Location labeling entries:
begin
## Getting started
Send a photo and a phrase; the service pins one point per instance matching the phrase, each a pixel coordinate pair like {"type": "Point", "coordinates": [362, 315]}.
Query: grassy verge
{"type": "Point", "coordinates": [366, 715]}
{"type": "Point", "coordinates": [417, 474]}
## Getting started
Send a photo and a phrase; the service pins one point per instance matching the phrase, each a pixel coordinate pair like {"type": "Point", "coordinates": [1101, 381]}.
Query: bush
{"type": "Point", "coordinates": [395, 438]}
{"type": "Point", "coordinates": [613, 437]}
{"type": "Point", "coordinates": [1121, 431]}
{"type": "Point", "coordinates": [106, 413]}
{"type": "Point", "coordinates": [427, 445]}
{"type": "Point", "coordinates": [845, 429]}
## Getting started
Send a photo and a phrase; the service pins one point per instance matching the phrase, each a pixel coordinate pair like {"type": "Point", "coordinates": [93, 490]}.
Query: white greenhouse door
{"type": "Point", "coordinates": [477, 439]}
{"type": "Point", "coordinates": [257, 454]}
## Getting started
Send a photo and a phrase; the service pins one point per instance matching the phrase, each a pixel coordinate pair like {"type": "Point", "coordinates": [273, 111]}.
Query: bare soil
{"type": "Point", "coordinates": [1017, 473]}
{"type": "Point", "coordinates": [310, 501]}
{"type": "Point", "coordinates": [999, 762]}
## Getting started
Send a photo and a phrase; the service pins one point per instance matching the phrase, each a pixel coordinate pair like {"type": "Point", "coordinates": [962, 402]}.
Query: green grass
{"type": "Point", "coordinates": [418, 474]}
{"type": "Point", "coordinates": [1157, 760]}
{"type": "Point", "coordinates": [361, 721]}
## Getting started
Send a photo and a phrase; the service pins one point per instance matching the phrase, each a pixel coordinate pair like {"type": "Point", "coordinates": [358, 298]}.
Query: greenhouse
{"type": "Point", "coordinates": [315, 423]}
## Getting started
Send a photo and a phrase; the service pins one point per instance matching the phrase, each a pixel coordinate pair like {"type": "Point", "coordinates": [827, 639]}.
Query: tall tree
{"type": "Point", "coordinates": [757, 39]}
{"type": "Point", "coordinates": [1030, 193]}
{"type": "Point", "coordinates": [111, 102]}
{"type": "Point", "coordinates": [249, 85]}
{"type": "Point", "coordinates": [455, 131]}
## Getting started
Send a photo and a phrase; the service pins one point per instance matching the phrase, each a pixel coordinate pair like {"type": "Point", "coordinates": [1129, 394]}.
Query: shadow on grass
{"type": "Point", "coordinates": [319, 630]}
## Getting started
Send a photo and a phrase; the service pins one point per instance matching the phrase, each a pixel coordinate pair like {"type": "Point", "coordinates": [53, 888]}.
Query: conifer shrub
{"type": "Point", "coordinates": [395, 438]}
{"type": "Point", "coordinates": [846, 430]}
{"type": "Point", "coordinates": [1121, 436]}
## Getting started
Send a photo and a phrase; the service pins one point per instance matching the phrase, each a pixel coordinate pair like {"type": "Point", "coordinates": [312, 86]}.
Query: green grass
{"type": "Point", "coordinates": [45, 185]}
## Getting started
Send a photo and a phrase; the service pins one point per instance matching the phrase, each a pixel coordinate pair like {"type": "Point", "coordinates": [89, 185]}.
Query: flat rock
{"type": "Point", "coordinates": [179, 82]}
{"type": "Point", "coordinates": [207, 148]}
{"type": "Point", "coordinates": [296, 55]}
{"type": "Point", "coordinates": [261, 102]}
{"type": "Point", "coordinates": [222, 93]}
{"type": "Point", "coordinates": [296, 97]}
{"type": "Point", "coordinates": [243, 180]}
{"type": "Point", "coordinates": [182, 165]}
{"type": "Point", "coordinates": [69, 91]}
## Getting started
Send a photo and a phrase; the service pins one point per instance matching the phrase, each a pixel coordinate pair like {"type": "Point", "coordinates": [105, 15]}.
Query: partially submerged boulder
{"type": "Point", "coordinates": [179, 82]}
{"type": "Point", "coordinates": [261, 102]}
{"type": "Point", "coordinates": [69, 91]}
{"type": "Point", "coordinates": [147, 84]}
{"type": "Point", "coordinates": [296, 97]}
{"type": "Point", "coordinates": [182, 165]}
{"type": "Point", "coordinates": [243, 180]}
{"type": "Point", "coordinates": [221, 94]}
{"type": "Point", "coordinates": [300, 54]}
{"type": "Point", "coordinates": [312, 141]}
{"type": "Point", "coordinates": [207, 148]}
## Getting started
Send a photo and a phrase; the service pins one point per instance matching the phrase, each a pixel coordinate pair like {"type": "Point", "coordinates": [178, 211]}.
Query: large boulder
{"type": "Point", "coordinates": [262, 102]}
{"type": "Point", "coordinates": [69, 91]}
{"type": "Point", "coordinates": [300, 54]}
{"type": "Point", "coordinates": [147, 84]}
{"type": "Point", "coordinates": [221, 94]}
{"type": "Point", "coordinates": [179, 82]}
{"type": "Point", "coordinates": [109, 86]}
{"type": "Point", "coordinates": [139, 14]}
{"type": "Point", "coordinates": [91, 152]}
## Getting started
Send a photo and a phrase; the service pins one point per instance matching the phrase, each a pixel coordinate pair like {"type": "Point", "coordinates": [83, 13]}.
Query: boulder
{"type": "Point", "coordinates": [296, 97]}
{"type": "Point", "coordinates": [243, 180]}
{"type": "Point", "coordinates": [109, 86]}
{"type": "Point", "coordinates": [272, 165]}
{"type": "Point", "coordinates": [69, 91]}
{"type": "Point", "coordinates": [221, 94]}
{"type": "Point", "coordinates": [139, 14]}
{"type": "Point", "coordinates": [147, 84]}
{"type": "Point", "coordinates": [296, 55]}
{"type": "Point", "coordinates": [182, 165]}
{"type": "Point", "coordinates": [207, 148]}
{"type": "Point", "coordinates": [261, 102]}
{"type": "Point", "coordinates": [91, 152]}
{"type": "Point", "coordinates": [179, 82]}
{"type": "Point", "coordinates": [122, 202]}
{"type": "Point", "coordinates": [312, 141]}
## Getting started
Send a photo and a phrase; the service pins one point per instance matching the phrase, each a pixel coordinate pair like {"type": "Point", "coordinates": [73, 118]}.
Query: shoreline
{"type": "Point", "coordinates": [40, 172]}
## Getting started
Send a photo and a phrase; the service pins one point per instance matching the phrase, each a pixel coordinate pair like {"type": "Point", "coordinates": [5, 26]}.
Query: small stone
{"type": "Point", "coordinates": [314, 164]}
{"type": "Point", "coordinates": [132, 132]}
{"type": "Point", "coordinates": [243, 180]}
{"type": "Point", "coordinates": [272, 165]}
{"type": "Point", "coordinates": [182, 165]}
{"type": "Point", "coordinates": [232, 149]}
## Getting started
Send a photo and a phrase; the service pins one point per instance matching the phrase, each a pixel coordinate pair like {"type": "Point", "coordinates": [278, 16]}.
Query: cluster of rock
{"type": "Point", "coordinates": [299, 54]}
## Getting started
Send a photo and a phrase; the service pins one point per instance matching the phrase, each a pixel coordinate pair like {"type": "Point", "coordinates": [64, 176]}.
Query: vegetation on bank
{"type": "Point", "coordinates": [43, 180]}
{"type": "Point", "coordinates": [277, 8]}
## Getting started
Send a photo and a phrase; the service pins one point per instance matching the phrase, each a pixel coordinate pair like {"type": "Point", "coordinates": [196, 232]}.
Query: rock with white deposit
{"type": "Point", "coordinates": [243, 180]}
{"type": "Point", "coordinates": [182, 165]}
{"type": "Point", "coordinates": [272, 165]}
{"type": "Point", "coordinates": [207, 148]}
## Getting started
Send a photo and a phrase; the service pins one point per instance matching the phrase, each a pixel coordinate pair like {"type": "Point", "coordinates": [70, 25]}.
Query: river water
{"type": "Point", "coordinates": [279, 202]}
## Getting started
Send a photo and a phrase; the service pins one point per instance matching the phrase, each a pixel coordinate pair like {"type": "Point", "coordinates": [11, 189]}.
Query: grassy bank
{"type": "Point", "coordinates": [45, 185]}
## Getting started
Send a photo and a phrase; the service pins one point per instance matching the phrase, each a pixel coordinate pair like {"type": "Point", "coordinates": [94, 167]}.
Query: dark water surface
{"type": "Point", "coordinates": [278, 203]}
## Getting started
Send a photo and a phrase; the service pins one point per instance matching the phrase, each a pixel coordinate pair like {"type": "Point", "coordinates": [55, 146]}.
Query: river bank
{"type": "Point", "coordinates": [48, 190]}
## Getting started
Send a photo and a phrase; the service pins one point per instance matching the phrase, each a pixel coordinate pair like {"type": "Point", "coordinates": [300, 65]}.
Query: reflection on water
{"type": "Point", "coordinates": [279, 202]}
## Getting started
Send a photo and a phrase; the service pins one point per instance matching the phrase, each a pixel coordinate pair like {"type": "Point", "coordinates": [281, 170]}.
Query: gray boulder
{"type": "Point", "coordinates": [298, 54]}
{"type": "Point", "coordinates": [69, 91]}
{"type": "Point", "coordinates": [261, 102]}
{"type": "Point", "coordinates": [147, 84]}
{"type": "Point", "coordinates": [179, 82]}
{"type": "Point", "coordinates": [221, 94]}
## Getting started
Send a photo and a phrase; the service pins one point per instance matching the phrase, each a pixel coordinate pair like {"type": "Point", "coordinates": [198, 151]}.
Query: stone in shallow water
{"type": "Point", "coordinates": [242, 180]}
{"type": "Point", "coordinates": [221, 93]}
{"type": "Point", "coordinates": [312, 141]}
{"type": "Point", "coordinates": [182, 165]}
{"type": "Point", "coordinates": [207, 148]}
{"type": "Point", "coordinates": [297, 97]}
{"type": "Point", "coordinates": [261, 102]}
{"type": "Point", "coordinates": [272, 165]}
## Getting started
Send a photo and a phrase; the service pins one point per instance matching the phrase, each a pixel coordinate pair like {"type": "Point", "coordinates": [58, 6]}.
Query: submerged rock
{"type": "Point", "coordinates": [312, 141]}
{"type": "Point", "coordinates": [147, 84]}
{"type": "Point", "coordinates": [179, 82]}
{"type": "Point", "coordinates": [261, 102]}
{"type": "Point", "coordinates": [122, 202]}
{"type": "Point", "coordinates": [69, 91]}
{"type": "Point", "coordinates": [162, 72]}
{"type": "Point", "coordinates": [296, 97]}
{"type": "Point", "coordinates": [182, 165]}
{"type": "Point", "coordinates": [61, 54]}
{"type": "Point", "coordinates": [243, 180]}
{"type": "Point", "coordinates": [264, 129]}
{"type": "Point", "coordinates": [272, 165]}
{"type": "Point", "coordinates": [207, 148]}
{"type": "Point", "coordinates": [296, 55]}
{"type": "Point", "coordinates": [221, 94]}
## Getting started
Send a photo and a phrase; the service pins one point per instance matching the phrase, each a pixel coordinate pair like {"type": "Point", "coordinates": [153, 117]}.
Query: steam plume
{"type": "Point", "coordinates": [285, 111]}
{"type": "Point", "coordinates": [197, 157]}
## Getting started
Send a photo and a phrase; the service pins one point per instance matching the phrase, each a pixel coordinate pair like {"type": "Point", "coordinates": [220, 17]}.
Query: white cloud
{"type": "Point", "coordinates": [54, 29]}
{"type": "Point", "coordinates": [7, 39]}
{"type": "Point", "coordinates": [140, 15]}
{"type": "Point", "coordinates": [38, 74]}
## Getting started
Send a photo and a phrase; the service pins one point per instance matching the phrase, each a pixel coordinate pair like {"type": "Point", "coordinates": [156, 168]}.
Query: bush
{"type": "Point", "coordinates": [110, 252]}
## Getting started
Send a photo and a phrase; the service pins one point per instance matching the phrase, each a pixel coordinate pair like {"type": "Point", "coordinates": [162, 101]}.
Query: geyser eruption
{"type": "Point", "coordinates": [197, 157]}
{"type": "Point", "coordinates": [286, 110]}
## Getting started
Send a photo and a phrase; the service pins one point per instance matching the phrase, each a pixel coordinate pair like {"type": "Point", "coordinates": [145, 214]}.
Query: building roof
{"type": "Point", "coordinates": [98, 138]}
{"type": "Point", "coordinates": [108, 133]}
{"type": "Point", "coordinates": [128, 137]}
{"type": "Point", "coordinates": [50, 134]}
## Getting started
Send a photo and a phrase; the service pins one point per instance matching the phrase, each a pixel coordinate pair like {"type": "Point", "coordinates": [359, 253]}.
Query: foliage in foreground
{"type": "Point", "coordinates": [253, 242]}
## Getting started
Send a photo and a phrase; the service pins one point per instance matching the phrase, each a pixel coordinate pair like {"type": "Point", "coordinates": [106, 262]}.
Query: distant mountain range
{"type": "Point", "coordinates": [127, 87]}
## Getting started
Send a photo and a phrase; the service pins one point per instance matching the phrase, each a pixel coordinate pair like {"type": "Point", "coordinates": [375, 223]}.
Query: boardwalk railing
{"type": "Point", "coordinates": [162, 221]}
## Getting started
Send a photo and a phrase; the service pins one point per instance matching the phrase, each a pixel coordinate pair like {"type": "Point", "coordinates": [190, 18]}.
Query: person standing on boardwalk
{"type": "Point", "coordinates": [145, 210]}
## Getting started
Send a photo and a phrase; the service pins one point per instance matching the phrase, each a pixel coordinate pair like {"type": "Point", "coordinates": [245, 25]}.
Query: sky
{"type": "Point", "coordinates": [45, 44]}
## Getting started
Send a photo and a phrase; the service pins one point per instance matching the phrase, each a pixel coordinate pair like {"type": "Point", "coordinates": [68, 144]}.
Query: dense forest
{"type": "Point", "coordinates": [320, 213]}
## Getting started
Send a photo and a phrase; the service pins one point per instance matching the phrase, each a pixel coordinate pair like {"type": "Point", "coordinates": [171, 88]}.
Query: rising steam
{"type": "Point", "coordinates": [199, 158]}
end
How many lines in the entries above contain the string "boulder"? Reply with only the number.

4